* _INSTRUCTIONS FOR THE TASK_: Where a line in the data below includes the word "flower", count it. State the total and nothing more.

* _SUPPLIED DATA_:
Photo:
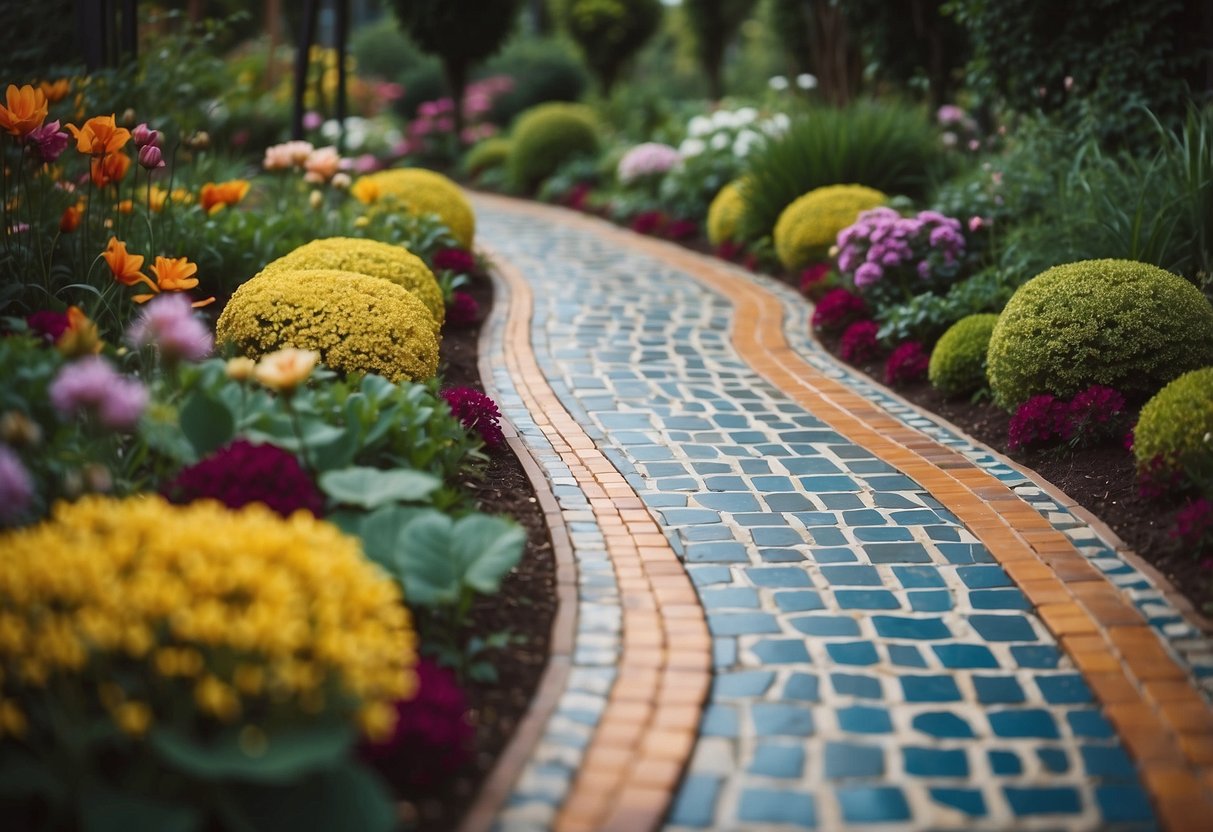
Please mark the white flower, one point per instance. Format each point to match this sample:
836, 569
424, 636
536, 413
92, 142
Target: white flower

* _TASK RESPONSE_: 2